═════ Blok Teks

Setiap pasangan tentu mendambakan keluarga yang harmonis dan
sejahtera. Namun yang namanya berumah tangga masalah terkadang menghampiri.
Itulah ujian kehidupan. Hampir enam tahun berumah tangga membuat saya banyak
belajar. Ada saja ribut-ribut kecil yang terjadi antara suami. Baju kerja belum
disetrikalah, anak pada rewel, suami terlalu cueklah dsb. Hal-hal sepele kadang
bisa membuat keki hati. Padahal masalahnya Cuma sepele. Entah kenapa sering
bikin heboh rumah.
Setiap hari semenjak hari pernikahan, saya belajar bahwa
perbedaan membuat kita banyak mengenal dan memahami. Bagaimana karakter suami
dan begitu pula karakter saya sendiri. Kadang baru paham kok ternyata begini ya
cara saya menghadapi masalah seperti ini. Malah kadang baru paham diri kita
sendiri. Mungkin itulah yang disebut belajar menjadi bijak.
Pernah ngga sih terpikir untuk cerai kalau ada masalah? Jawabnya
ya pernahlah. Ada satu pasangan yang saya kira shalih banget sempat bercerita
kalau pernah terlintas di benaknya untuk cerai. Shalih memang bukan berarti
harus serba sempurna. Setiap manusia pasti ada kurangnya. Itu biasanya yang
menguatkan hati saya untuk kembali memaafkan suami, kembali memaafkan diri
sendiri juga.
Kalau kita memperhatikan berita tentang fenomena perceraian
ternyata cukup mengkhawatirkan. Di Indonesia hampir setiap tahun angkanya
meningkat. Faktor penyebab utamanya karena ekonomi. Suami tidak memberi nafkah.
Faktor kedua perselingkuhan. Di antara angka-angka tersebut sebagian besar trennya
adalah istri menggugat cerai suami.
Untuk itulah tulisan ini dibuat. Melihat fenomena yang
mengkhawatirkan ini membuat saya ingin merenung lagi tentang pernikahan. Fakta bahwa
istri lebih banyak menggugat cerai suami membuat saya sebagai perempuan ingin
bertanya kepada kaum saya sendiri. Benarkah ini yang kita inginkan?
Pembahasan tulisan ini hanyalah di seputar sikap seorang
istri bagaimana agar tetap waras menjaga rumah tangganya. Bukan untuk membahas
berbagai macam faktor penyebabnya. Fokus tulisan ini memang ditujukan untuk
membantu perempuan yang sedang dilanda masalah pernikahannya. Dan juga
mengingatkan kepada saya setiap kali saya sedang eror.

══════════
═════ Data untuk Diolah

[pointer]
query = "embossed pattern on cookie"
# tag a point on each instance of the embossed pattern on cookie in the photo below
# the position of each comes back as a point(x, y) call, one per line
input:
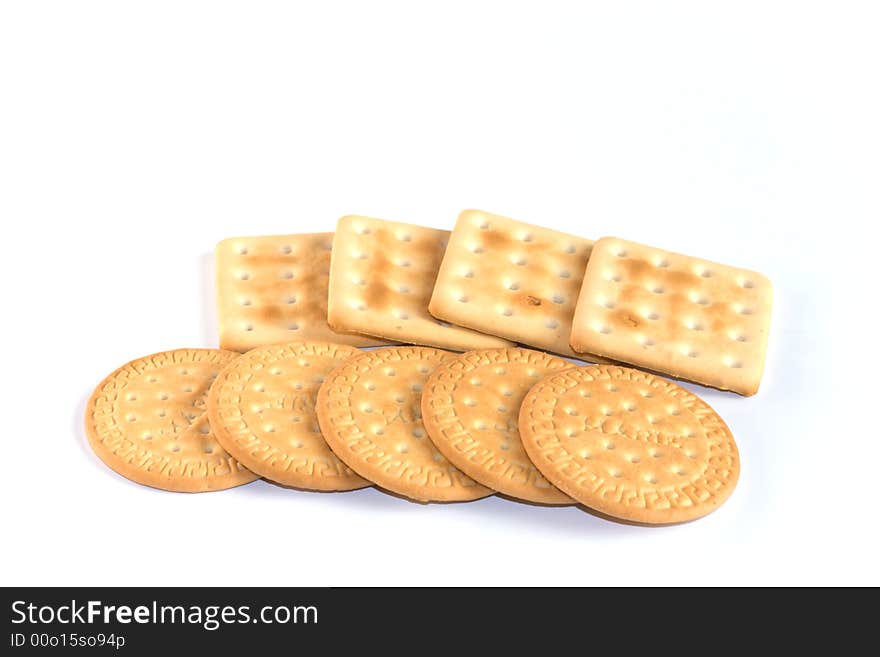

══════════

§ **Soal Latihan**
a: Menurut teks tentang pernikahan, apa faktor penyebab utama perceraian di Indonesia?
b: Salin ulang seluruh baris data di atas tanpa mengubah apa pun, tetapi jangan sertakan gambarnya.
Teks dan data ini tidak saling berkaitan.

§ **Kunci Jawaban**
a: Faktor ekonomi, yaitu suami tidak memberi nafkah.

b:
[pointer]
query = "embossed pattern on cookie"
# tag a point on each instance of the embossed pattern on cookie in the photo below
# the position of each comes back as a point(x, y) call, one per line
input:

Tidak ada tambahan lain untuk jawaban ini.